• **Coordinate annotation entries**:
[Begin]

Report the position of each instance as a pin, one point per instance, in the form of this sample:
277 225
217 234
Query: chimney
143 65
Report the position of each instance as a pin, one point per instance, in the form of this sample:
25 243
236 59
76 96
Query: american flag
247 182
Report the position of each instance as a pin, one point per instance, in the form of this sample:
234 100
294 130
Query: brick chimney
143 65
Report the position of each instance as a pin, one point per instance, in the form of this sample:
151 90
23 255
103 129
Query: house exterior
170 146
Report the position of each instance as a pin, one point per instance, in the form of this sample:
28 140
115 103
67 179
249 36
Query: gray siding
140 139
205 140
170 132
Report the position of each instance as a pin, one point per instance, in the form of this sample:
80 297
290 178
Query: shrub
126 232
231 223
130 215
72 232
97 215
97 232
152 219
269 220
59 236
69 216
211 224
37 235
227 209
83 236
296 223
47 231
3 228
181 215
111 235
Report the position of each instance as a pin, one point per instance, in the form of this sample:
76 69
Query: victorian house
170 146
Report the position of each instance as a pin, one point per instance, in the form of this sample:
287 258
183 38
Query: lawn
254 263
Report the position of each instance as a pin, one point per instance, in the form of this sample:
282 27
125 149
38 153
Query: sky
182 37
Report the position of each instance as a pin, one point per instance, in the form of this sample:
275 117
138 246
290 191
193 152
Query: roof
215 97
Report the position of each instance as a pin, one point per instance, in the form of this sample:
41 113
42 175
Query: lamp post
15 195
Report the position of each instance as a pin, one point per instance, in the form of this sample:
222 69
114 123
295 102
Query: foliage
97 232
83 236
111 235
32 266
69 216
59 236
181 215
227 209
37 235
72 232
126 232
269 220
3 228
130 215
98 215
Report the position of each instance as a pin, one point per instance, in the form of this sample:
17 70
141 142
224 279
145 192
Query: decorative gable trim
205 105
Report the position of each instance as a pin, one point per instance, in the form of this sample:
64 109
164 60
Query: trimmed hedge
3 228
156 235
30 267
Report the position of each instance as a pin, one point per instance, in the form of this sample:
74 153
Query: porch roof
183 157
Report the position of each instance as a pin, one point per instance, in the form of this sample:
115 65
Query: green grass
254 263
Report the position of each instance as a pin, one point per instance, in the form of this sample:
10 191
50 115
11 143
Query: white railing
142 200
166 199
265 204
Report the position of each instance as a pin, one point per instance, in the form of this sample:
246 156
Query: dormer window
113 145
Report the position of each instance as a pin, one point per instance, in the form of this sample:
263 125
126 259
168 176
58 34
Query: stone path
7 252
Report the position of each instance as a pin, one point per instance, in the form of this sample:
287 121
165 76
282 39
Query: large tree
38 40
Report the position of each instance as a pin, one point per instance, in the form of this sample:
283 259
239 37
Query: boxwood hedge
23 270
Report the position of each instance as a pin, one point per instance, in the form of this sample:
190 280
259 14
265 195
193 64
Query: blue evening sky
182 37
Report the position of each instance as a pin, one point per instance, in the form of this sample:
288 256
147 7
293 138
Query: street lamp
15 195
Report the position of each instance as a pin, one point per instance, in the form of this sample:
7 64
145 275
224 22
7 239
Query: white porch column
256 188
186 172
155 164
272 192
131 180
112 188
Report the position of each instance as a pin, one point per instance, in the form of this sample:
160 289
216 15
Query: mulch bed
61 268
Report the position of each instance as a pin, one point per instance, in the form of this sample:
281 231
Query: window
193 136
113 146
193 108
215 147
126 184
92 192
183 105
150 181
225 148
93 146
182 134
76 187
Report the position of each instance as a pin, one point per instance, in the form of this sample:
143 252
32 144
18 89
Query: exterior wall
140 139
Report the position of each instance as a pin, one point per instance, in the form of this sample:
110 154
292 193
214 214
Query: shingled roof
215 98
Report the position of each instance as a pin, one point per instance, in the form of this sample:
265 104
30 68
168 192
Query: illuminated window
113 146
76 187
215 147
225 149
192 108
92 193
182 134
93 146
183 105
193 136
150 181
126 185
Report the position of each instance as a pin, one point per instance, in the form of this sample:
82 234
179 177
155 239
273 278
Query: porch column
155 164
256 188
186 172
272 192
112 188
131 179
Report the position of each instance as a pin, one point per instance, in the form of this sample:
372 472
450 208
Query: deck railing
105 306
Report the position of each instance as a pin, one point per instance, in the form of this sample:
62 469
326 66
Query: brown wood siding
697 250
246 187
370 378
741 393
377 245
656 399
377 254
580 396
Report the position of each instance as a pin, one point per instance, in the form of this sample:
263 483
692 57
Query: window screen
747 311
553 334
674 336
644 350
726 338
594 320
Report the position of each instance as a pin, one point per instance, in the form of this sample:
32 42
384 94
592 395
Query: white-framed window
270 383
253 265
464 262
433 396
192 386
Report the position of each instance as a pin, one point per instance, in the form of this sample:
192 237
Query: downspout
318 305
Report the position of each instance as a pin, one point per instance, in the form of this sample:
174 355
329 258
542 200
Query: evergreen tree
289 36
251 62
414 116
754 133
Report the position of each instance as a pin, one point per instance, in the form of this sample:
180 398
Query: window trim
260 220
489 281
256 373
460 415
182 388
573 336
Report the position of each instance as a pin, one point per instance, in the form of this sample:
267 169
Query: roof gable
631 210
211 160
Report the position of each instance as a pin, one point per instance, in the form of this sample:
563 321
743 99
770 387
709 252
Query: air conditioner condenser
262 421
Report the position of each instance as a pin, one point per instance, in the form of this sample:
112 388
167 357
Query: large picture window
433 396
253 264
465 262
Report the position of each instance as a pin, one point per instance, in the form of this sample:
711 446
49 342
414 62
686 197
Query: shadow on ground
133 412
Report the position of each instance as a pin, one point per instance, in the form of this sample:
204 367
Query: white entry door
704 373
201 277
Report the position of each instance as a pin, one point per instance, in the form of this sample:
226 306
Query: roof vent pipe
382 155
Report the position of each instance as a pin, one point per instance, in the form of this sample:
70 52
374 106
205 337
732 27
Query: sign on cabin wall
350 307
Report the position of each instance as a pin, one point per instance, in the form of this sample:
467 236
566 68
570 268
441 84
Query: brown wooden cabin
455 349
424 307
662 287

[End]

Repeat the entries shown above, every one, word for word.

• **The result**:
Report the position of each instance as a pin, one point per instance, in the form of this sample:
277 225
217 234
Query: chimney
143 65
Report the position of each instance as a pin, one point per instance, in the form of this sample:
25 243
236 59
76 96
Query: american flag
247 182
Report the position of each instance as a pin, one point per instance, in the form of this sample:
234 100
294 130
Query: brick chimney
143 65
Report the position of each instance as a pin, one point per instance, in the form of this sample:
151 90
23 255
103 129
Query: house exterior
170 146
Report the position of each instance as a pin, one point per instance, in the form of this sample:
28 140
115 103
67 179
249 36
Query: gray siding
140 139
205 140
170 132
Report the position of each instance as a pin, one point per instance, in the form of this sample:
80 297
290 178
Query: shrub
126 232
231 223
130 215
72 232
97 215
97 232
152 219
269 220
59 236
69 216
211 224
37 235
227 209
83 236
296 223
47 231
3 228
181 215
111 235
Report the position of each instance as a pin, one point per instance, in the form of this sample:
76 69
Query: victorian house
170 146
Report the position of each instance as a pin, one point per instance, in the form of this sample:
287 258
183 38
Query: lawn
254 263
Report the position of each instance as a pin, one point per instance, in the form of this sample:
282 27
125 149
38 153
Query: sky
182 37
Report the position of each instance as a pin, one point per instance, in the form of this sample:
275 117
138 246
290 191
193 152
Query: roof
215 97
Report the position of each instance as a pin, one point per instance, in the form of this sample:
41 113
42 175
Query: lamp post
15 195
Report the position of each instance as a pin, one point per instance, in the form of this sample:
222 69
114 123
295 102
Query: foliage
97 232
83 236
111 235
32 266
69 216
59 236
181 215
227 209
37 235
72 232
126 232
269 220
3 228
130 215
98 215
Report the position of each instance as a pin, one point per instance, in the form of this sample:
17 70
141 142
224 279
145 192
Query: decorative gable trim
205 105
Report the position of each instance as a pin, one point per instance, in the form of this sample:
64 109
164 60
Query: trimmed hedge
3 228
156 235
30 267
Report the position of each instance as a pin, one point per instance, in the form of this sample:
74 153
Query: porch roof
183 157
Report the position of each instance as a pin, one point per instance, in the form of this sample:
115 65
Query: green grass
254 263
Report the position of each instance as a pin, one point per instance, in the form of this sample:
10 191
50 115
11 143
Query: white railing
142 200
166 199
265 204
Report the position of each instance as a pin, one point per instance, in the form of this sample:
246 156
Query: dormer window
113 145
Report the position of each instance as a pin, one point per instance, in the form of this sample:
263 125
126 259
168 176
58 34
Query: stone path
7 252
Report the position of each instance as a pin, one point per instance, in the form of this sample:
287 121
165 76
282 39
Query: large tree
38 40
Report the position of each instance as a pin, one point per instance, in the form of this sample:
283 259
239 37
Query: boxwood hedge
23 270
Report the position of each instance as a pin, one point per instance, in the form of this sample:
190 280
259 14
265 195
193 64
Query: blue evening sky
182 37
Report the position of each instance as a pin, one point per instance, in the form of this sample:
288 256
147 7
293 138
Query: street lamp
15 195
Report the position of each instance as a pin, one point per instance, in the form of this sample:
7 64
145 275
224 22
7 239
Query: white porch column
256 188
186 172
155 164
272 192
131 180
112 188
Report the position of each instance as a pin, one point per instance, in the form of this sample:
160 289
216 15
Query: mulch bed
61 268
Report the position of each instance as a pin, one point per instance, in the form of this sample:
281 231
Query: window
193 136
113 146
193 108
215 147
126 184
92 192
183 105
150 181
225 148
93 146
182 134
76 187
Report the position of each instance as a pin, one point per instance, in the form of this sample:
143 252
32 144
18 89
Query: exterior wall
140 139
Report the position of each instance as a pin, one point per instance, in the form of this sample:
110 154
292 193
214 214
Query: shingled roof
215 98
Report the position of each instance as a pin, one point per instance, in the form of this sample:
265 104
30 68
168 192
Query: illuminated window
113 146
76 187
215 147
225 149
192 108
92 193
182 134
93 146
183 105
193 136
150 181
126 185
Report the position of each instance as a pin, one point per instance, in the form of this sample:
82 234
179 177
155 239
273 278
Query: porch column
155 164
256 188
186 172
272 192
112 188
131 179
Report the position of each instance as a pin, one point per instance, in the form of this sample:
372 472
450 208
Query: deck railing
105 306
Report the position of each instance as a pin, one point per instance, in the form of this sample:
62 469
326 66
Query: brown wood siding
697 250
246 187
370 378
741 393
377 245
656 399
377 254
580 396
Report the position of each instance as a pin, one point per instance, in the form of this sample:
263 483
692 57
Query: window screen
747 311
553 334
674 336
644 350
726 338
594 320
Report the position of each instance as a pin, one point per instance, in the form of this sample:
32 42
384 94
592 395
Query: white-framed window
270 383
253 265
464 262
433 396
192 386
Report the position of each instance as a pin, one point per instance, in the form of this sample:
192 237
Query: downspout
318 305
Report the position of each instance as a pin, one point per instance, in the form of this sample:
174 355
329 258
542 200
Query: evergreen tree
289 36
251 62
414 116
754 133
Report the position of each instance as a pin, one point per instance, in the form of this sample:
180 398
Query: window trim
260 220
489 281
256 373
460 415
182 388
573 336
Report the position of each instance as a pin, one point per instance, in the form of this sample:
267 169
Query: roof gable
631 210
211 160
Report the position of each instance as a pin, one point per instance, in the form of this sample:
563 321
743 99
770 387
709 252
Query: air conditioner condenser
262 421
Report the position of each instance as a pin, one point per instance, in the form of this sample:
112 388
167 357
Query: large picture window
433 396
253 264
465 262
Report the position of each instance as a pin, one point per instance, in the form of this sample:
711 446
49 342
414 62
686 197
Query: shadow on ground
133 412
Report the position of each instance as a pin, one point per instance, in the form of this sample:
204 367
Query: white entry door
704 373
201 277
Report the position of each instance as a pin, one point per instance, in the form of this sample:
226 306
Query: roof vent pipe
382 155
Report the position of each instance as a pin, one point per instance, in the form of this sample:
70 52
374 106
205 337
732 27
Query: sign on cabin wall
350 307
Report the position of each instance as a pin, one point per instance, in the form of this sample:
467 236
566 68
570 268
441 84
Query: brown wooden cabin
455 349
424 307
662 287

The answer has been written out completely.